— PROBLEM TO SOLVE —
Your answer must be a single number: the count of lines in the records below that include the string "grille".

— RECORDS FOR THIS TASK —
####

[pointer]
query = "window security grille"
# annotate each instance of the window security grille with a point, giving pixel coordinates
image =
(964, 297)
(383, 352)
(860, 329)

####

— SOLVED PROBLEM —
2